Give back every record below precisely as written.

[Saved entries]
----------------

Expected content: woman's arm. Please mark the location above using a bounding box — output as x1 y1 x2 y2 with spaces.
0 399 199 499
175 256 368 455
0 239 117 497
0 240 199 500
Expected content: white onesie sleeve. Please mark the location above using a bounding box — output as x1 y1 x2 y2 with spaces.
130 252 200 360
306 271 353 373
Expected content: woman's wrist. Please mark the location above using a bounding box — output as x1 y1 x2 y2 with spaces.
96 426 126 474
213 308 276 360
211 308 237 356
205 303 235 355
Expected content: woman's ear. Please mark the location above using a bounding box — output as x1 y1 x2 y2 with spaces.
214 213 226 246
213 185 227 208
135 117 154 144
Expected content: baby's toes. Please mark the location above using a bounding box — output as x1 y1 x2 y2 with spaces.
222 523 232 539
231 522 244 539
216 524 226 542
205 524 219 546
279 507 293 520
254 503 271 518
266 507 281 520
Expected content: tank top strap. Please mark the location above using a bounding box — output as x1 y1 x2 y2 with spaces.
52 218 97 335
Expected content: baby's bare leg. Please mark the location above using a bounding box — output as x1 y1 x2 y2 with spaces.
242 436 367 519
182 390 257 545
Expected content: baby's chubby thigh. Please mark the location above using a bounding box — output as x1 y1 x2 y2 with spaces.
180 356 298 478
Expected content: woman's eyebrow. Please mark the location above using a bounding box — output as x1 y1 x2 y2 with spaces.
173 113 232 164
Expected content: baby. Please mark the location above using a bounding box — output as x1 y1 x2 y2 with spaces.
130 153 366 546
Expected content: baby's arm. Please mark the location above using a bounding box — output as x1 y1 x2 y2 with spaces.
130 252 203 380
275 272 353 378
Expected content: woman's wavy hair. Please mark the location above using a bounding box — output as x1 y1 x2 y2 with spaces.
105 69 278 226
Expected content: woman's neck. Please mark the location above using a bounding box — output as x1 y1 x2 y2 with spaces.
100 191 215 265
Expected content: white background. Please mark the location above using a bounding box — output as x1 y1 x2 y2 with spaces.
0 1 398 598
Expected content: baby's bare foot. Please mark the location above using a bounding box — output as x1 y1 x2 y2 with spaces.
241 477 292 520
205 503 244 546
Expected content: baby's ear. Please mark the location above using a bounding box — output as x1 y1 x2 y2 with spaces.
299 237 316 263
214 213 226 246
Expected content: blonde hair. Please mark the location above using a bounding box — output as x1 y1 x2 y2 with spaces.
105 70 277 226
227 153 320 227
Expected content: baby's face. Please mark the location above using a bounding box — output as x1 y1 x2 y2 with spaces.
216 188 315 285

----------------

| EXPECTED OUTPUT |
Expected content: woman's arm. Please mark the location above using a bounding box — output as x1 y1 x2 y2 with spaces.
0 399 199 499
175 256 368 455
0 239 117 497
0 240 199 500
Expected content: white onesie sleeve. Please mark the location above using a bounding box — output as x1 y1 x2 y2 with spaces.
130 252 200 360
306 271 353 373
Expected content: woman's wrist. Please mark the location above using a bounding box — output as x1 y1 x2 y2 with spaces.
96 426 126 474
213 308 276 360
211 308 237 356
205 303 235 355
Expected content: woman's ear. Please mark the location above using a bounding box — output as x1 y1 x2 y2 with spaces.
214 213 226 246
213 185 227 208
135 117 154 144
Expected content: baby's toes. Please mark the location above using a bounding box — output as x1 y1 x2 y2 with spaces.
222 523 232 539
231 522 244 539
216 524 226 542
205 524 219 546
279 507 293 520
254 503 271 518
266 507 281 520
Expected content: tank top strap. Please mark the location above using a bounding box — output as x1 y1 x2 y2 with spaces.
52 218 97 335
Expected content: baby's bare leg. Please mark the location above using a bounding box — output as x1 y1 x2 y2 with spaces.
242 436 367 519
182 390 257 545
Expected content: baby's chubby thigh. Please mark the location above using a bounding box — output as x1 y1 x2 y2 with spaces.
180 356 298 478
Expected content: woman's eyebrow. Please mark the location above using a bounding box — output as x1 y1 x2 y2 with spaces.
173 113 232 164
Expected content: baby. Please mark the location above using a bounding box — output as x1 y1 x2 y2 with spaces.
130 153 366 546
Expected content: baby's arm. Please mark the location above using a bounding box — output as x1 y1 x2 y2 with spaces.
130 252 203 380
275 272 353 378
Expected content: woman's wavy hair. Please mark the location above using a bounding box — output as x1 y1 x2 y2 with spaces.
105 69 278 226
Expected content: woman's neck. Please mark the location above using a bounding box — output as x1 y1 x2 y2 with spaces.
100 191 215 265
Expected content: white background. Please mark the location above using a bounding box — output as x1 y1 x2 y2 with spaces.
0 1 398 598
Expected content: baby's bare foot. Please mark the location above using a bounding box — output as x1 y1 x2 y2 with spaces.
241 477 292 520
205 503 244 546
Expected content: baby's ear. Please mark the location above using a bounding box — output as x1 y1 x2 y2 with spaces.
299 237 316 263
214 213 226 246
Expected content: blonde hair. Please mark the location above using a bounding box — output as x1 y1 x2 y2 with spaces.
105 70 277 226
227 153 320 227
Expected content: baby's face. Please mark the location above using a bounding box — output as x1 y1 x2 y2 with spaces.
216 188 315 285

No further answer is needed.